_About this task_
Start to finish, repeat the records exactly.

_Records supplied_
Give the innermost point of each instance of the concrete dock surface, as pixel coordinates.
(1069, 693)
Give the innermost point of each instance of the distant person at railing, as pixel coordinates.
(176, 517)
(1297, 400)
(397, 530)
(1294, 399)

_Response area_
Give the innermost point of each instance of the concrete dock surface, as pixel coordinates.
(1069, 693)
Give the innermost point of each instance of the distant person at railing, as pixel coordinates.
(176, 517)
(1297, 400)
(397, 530)
(1294, 399)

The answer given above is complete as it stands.